>> START RECORDS SHOWN

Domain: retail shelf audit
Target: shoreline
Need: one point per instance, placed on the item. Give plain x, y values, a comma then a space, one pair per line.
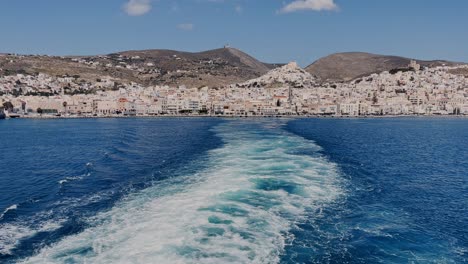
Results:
243, 117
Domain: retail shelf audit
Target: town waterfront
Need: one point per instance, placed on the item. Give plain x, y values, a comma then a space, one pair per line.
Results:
213, 190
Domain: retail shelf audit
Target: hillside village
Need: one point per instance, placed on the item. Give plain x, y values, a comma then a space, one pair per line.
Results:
287, 90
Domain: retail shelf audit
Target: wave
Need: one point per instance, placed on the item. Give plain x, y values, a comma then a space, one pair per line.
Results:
239, 208
11, 208
12, 234
74, 178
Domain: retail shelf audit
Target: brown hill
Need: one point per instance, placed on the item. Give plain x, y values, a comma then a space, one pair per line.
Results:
351, 65
148, 67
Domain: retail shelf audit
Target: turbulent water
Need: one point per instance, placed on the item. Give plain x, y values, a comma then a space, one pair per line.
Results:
233, 191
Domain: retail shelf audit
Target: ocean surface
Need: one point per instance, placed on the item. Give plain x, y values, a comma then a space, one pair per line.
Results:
234, 190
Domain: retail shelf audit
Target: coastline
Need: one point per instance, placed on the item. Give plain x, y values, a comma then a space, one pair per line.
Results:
48, 117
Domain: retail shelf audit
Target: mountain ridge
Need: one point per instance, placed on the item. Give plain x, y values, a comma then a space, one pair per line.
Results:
346, 66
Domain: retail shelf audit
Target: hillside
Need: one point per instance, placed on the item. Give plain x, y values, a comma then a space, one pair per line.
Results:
147, 67
352, 65
290, 75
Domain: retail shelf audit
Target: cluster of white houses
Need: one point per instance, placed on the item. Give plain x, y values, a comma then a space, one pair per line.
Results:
285, 91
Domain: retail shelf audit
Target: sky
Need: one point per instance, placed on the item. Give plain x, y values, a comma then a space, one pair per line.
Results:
274, 31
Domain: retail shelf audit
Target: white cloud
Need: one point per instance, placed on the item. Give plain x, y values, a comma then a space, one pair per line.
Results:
239, 9
186, 26
137, 7
312, 5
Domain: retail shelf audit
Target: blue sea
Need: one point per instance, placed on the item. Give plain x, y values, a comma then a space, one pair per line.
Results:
175, 190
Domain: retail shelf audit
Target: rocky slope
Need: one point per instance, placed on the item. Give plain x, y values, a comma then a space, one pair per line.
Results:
148, 67
290, 75
351, 65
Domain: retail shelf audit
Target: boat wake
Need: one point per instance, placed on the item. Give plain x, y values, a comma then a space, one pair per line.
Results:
239, 208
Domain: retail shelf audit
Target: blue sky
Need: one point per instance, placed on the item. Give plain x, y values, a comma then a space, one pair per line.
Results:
270, 30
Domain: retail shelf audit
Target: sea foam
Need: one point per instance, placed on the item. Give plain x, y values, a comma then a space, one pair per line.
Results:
239, 208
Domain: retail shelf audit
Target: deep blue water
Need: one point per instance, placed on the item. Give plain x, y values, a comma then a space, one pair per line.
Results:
238, 191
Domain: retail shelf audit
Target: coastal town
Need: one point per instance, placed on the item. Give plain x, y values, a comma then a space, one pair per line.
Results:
284, 91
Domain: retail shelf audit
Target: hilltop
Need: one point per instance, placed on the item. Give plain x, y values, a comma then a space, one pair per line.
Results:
290, 75
351, 65
147, 67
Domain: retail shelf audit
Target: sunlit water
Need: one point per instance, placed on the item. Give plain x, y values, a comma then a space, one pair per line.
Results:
233, 191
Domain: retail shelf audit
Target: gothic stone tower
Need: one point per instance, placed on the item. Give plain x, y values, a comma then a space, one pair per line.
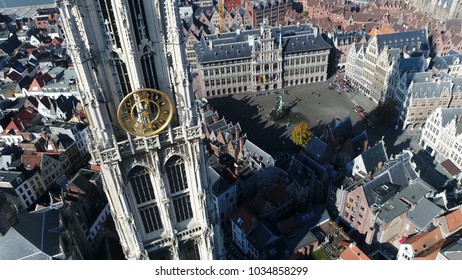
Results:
149, 151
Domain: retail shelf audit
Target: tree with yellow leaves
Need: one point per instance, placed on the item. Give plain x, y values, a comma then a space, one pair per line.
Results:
302, 134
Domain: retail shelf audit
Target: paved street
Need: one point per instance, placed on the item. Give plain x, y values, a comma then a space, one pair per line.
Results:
251, 111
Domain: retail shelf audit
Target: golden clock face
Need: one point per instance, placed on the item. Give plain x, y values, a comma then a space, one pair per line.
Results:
145, 112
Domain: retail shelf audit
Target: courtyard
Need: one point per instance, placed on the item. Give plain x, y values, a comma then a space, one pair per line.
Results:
318, 105
315, 103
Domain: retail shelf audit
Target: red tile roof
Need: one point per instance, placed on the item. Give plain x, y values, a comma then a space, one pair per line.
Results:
244, 219
353, 253
454, 219
450, 167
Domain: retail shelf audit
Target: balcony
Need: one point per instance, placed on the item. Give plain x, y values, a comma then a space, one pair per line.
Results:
125, 148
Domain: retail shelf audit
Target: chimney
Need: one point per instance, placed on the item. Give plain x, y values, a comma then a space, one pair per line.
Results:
365, 145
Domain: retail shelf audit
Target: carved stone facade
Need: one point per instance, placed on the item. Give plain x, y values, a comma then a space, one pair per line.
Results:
155, 185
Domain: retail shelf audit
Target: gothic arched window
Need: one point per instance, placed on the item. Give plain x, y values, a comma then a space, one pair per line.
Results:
121, 73
178, 183
148, 68
143, 192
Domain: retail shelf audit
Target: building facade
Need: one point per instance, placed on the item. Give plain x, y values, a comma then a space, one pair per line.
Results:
154, 183
446, 9
441, 135
373, 66
267, 59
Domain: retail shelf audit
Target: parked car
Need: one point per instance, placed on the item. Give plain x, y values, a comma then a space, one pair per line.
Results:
358, 109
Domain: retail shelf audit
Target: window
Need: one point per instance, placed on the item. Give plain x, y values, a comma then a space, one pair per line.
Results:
143, 192
176, 173
178, 182
182, 206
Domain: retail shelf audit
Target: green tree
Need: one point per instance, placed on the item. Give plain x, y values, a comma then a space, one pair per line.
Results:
302, 134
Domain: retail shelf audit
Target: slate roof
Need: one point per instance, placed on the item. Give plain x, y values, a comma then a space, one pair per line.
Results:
453, 251
426, 244
316, 149
254, 151
350, 37
430, 89
35, 237
411, 39
403, 200
353, 253
448, 114
424, 213
374, 155
11, 44
412, 64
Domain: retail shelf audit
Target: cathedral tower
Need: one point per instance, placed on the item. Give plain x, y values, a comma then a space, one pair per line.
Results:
146, 133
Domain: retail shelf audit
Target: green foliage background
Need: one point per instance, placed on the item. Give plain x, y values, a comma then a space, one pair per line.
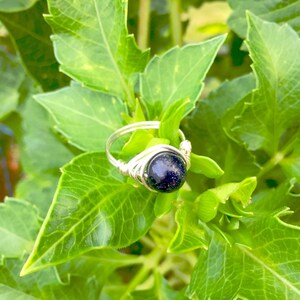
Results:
72, 73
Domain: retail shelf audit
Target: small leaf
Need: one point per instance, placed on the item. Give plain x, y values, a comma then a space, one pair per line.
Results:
269, 10
19, 225
13, 6
208, 202
207, 206
85, 117
93, 208
137, 143
11, 77
97, 51
178, 74
31, 37
245, 190
8, 293
206, 166
164, 203
170, 121
189, 234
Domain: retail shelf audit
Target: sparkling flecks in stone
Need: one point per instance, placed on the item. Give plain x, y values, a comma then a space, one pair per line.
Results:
166, 172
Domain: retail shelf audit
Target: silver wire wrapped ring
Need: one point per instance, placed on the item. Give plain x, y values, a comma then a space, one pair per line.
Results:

>> END RECORDS SHOWN

Every record gets retyped exactly; no picture goes into the copy.

Domain: retail shelf audit
Target: shoreline
Need: one point per instance, placed on the item. Give plain x, y values, a comma then a space, one pair per line.
Results:
243, 117
Domain: retail shelf audit
Target: town waterfront
Need: one point per instance, placed on the item. Give plain x, y values, a comma then a space, one pair per line.
Results:
213, 190
Domain: retail shelf audit
Target: hillside village
Need: one point per instance, placed on the item. Give plain x, y values, a comma then a space, one pair per line.
Results:
287, 90
Domain: retail shelf audit
Target: wave
Need: one point per instance, placed on the item. Give plain x, y values, a comma then a space, one pair per line.
Results:
239, 208
11, 208
12, 234
74, 178
Domain: retail shelf audit
Target: brown hill
Need: one point per instance, placed on the item. Give plain x, y values, a comma then a space, one pair per line.
Results:
351, 65
148, 67
Domain: retail shelf audit
Target: turbulent water
Need: one point per instance, placed on the item. Give plain x, y values, a comma then a space, one pair per line.
Results:
233, 191
Domain: retail shelf audit
Target: ocean surface
Need: one point per instance, placed on the item. Give plain x, y values, a comma then a space, one pair per line.
Results:
234, 190
Domain: retail shelf audit
Target: coastline
Need: one point per instance, placed on the item. Give plain x, y values, a comma then a space, one pair per line.
Results:
48, 117
Domain: retail shelf audit
Target: mountain ridge
Need: one point per instance, placed on the item. Give plain x, y values, a comma then a space, one pair per line.
Results:
346, 66
Domain: retail shelf audit
Target: hillside
Need: one point per instance, placed on the item. Give plain x, y values, a comma then a space, one pair per line.
Results:
147, 67
352, 65
290, 75
Domain: retail shelf audit
Target: cluster of white houses
Need: one point per instance, placed on the item. Give plain x, y values, a comma then a space, one pair per line.
Results:
285, 91
Domain: retail shelf audit
Target: sky
Need: one point per instance, placed on the item. Give plain x, y values, a comma then a space, one pair per line.
Results:
274, 31
Domain: retail shelf audit
Target: white cloud
Need: one point per instance, placed on the item. Give plain x, y values, a comma then a space, one pair per line.
Results:
239, 9
186, 26
137, 7
312, 5
Domain: retail shelf audit
Target: blue sea
Need: one point per instance, placed on the item. Give plain x, y values, a comma then a space, one pair per line.
Results:
175, 190
Domain: retail shelf audit
Target: rocky slope
Need: one point per instance, placed on the item. Give plain x, y values, a comma then a space, one pair per line.
Results:
148, 67
290, 75
351, 65
Domain: retail shelf audit
Target: boat wake
Need: one point per instance, placed on the item. Give plain x, y values, a comma then a space, one pair per line.
Results:
239, 208
Domain: retail shelf audit
Target: blue sky
Need: one point per instance, placed on the item. Give plain x, y values, a comma then a space, one pair per line.
Results:
270, 30
Domain: retail shelf audit
Target: sea foam
Need: one point per instance, placed on the item. Give plain x, y values, a comma then a space, one pair per line.
Results:
239, 208
Domain: retail shelf audit
Target: deep blue water
Need: one point per instance, placed on the item. Give plain x, y values, a comma then a space, one pair per line.
Results:
238, 191
Domain: retail shelf audit
Target: coastal town
Need: one point per instance, placed on the item. Give plain x, y values, a comma then a space, one pair per line.
Results:
284, 91
Domain: retail shelf audit
Target: hilltop
Need: one point per instance, placed on the item. Give plain x, y values, a comma then a space, one pair per line.
Results:
290, 75
351, 65
147, 67
Domain: retail shelf audit
Target: sunlit water
Need: one point per instance, placed on the item. Give plain x, y values, a comma then a space, one pair per line.
Results:
233, 191
Domain: retail shelf audit
Target: gothic stone tower
Need: one point per instance, placed on the item. Give plain x, y values, a comma then a space, one pair per line.
Results:
149, 151
Domain: retail shelf audit
Target: tree with yellow leaves
Need: one point per instance, placed on the item. Give plain x, y values, a comma then a space, one pair per line.
Results:
302, 134
Domain: retail shelf audit
Target: paved street
Need: one point per instance, placed on the item. Give plain x, y values, a comma then a space, one pair per line.
Results:
251, 111
Domain: retail shelf audit
Target: golden clock face
Need: one point per instance, placed on the item. Give plain x, y values, a comma then a space, one pair per line.
Results:
145, 112
Domain: retail shelf audit
Target: courtyard
Need: one point per instance, placed on the item. Give plain x, y values, a comma then a space, one pair per line.
Results:
318, 105
315, 103
Domain: retail shelf audit
Target: red tile roof
Need: one point per instance, placed on the item. Give plain x, y values, a comma then a space, one pair per line.
Results:
244, 219
353, 253
454, 219
450, 167
Domain: retail shelf audit
Target: balcony
Need: one point per instance, placed on the item. Give plain x, y values, a comma then a space, one pair per line.
Results:
125, 148
Domain: retail shelf audit
Target: chimney
Need: one point per instance, placed on the item. Give plain x, y values, a comma then a space, one pair per line.
Results:
365, 145
Domain: retail shelf audit
Target: carved stone facade
Need: one point per instance, placed on the item. Give plain x, y values, a comma then a space, one pair per line.
Results:
155, 185
Domain: retail shelf audit
Target: gothic arched window
Need: one point per instance, placed on the item. Give plain x, y values, a comma then a space, one pair per line.
Results:
121, 73
178, 183
148, 68
143, 192
Domain: retail shelf audit
Target: building facade
Need: one point per instance, placed on the item. Give plain x, y values, a comma then a space, one pair per line.
Results:
154, 183
446, 9
441, 135
373, 66
267, 59
Domain: retail shelf audit
Target: parked car
Need: one point per instance, placed on the item. Give plain x, y values, a comma then a space, one pair per line.
Results:
358, 109
Domain: retail shelf audit
Target: window
Need: one point per instance, placed on the item. Give plain x, y values, a comma then a space, one pair per line.
Results:
143, 192
176, 173
178, 182
182, 206
Domain: retail shelf audit
Target: green tree
Need: one point per instance, placed on the item. Give plain x, y values, a comma then a space, one pair per line.
Results:
302, 134
Domain: retail shelf audit
Target: slate roof
Need: one point per instance, placed on the item. Give plain x, y values, a comma then a space, one pair per line.
Results:
453, 251
426, 244
316, 149
254, 151
350, 37
430, 89
35, 237
411, 39
403, 200
353, 253
448, 114
424, 213
374, 155
11, 44
412, 64
Domain: retail shelf audit
Target: cathedral tower
Need: one point per instance, placed on the item. Give plain x, y values, a comma then a space, one pair per line.
Results:
146, 133
Domain: retail shelf audit
Target: green foliage background
Need: one point per instance, placed on the item. Give plain x, y values, a comma then a space, one pair per line.
Results:
72, 73
Domain: retail shelf audit
Target: small leaf
Need: one point per instance, placed on the item. Give plain x, y values, a comma then a space, one pair per line.
Results:
269, 10
19, 225
13, 6
208, 202
207, 206
85, 117
93, 208
137, 143
11, 77
97, 51
178, 74
31, 37
245, 190
8, 293
206, 166
164, 203
170, 121
189, 234
Domain: retail shelf audit
Target: sparkling flecks in stone
Need: one point per instance, placed on the item. Give plain x, y values, a comma then a space, one pair per line.
Results:
166, 172
Domain: retail shelf audit
Target: silver wire wrapped ring
Need: one point per instance, placed on the item. Give plain x, y values, a comma then a space, one pair per line.
Results:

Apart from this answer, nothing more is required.